-- Prompt --
Working from the entries below, tally each line that holds "bird". Give the tally and nothing else.

-- Source data --
====================
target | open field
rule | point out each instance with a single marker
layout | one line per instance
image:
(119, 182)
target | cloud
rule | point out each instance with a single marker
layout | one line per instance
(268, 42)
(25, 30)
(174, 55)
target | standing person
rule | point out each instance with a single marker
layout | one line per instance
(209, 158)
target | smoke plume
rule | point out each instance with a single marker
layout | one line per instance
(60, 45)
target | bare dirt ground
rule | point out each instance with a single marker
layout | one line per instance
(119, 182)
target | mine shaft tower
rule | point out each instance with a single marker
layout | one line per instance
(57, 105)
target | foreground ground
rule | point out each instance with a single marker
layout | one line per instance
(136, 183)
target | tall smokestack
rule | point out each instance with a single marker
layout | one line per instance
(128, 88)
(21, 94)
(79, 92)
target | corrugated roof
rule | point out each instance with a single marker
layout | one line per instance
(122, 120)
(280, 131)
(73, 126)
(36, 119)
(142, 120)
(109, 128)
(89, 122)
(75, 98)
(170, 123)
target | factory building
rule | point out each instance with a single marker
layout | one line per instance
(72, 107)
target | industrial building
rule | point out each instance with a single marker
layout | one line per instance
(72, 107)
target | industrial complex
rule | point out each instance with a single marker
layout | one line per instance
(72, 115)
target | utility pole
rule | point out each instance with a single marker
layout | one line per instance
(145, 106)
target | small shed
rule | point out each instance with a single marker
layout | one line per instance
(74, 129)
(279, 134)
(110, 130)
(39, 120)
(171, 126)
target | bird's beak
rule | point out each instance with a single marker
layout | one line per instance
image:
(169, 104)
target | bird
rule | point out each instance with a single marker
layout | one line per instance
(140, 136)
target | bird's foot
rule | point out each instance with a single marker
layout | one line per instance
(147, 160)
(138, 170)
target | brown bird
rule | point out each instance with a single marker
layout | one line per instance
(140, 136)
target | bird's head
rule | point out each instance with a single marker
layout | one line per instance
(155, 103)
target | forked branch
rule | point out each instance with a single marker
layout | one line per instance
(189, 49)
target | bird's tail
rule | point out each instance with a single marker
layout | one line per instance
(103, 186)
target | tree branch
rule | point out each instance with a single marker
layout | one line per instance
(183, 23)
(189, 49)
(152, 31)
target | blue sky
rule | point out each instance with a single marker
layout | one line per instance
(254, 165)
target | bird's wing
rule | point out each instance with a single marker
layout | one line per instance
====================
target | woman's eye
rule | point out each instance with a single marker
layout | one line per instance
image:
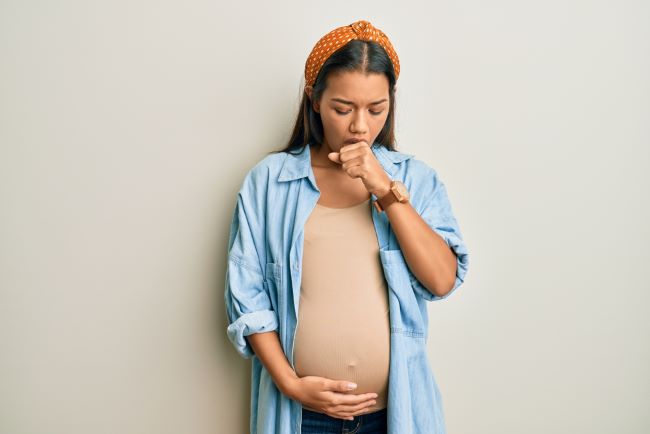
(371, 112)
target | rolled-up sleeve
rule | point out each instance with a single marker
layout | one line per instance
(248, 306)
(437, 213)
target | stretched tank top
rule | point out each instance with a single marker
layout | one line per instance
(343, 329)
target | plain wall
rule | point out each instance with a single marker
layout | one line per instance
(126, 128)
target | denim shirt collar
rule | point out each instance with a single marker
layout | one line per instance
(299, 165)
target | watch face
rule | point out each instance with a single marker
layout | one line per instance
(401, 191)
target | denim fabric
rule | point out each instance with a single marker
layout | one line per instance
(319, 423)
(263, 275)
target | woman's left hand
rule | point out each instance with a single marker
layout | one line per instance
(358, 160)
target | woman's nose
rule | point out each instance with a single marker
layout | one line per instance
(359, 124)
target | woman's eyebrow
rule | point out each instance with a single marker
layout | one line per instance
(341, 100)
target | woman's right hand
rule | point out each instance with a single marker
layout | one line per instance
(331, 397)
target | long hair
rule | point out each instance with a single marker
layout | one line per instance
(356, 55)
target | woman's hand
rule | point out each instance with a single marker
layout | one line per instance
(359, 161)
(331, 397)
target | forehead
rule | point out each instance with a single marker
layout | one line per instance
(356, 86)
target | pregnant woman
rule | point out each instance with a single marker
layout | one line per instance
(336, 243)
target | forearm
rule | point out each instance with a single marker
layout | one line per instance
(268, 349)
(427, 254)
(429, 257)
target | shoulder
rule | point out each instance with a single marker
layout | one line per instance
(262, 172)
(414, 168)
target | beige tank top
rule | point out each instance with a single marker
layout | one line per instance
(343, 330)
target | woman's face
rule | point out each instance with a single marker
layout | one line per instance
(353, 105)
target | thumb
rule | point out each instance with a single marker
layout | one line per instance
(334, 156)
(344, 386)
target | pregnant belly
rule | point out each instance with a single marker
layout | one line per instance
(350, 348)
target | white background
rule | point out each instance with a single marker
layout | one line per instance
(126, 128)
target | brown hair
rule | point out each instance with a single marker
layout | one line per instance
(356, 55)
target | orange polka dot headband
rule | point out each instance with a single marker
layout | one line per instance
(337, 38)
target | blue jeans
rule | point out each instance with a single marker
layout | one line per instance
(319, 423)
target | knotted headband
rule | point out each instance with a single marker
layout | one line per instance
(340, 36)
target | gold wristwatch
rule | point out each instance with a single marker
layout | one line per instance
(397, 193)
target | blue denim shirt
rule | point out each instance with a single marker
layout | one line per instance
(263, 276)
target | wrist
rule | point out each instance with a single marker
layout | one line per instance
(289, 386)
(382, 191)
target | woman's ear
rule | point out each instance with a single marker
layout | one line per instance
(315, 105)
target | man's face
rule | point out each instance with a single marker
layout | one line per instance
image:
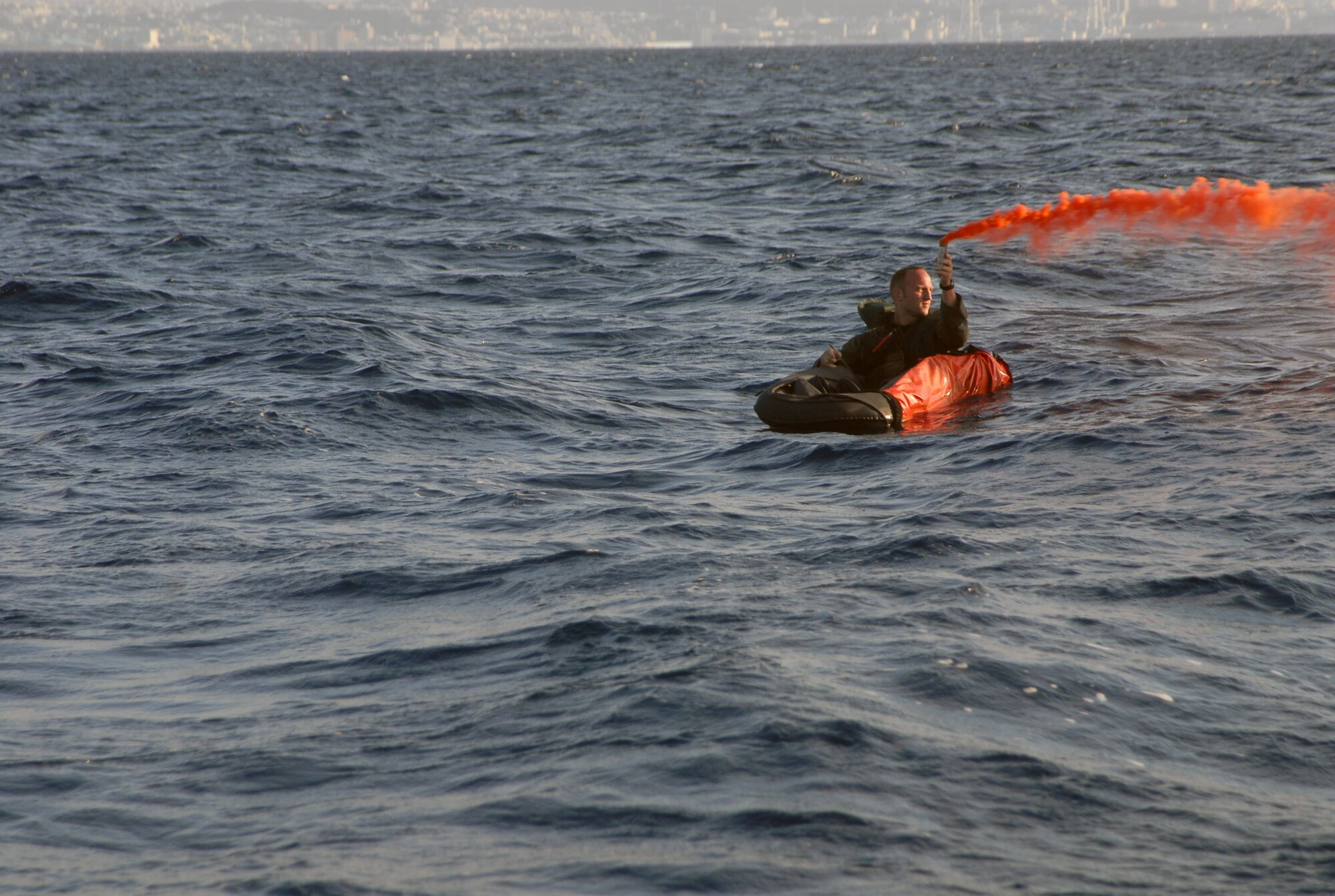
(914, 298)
====================
-- Answer below --
7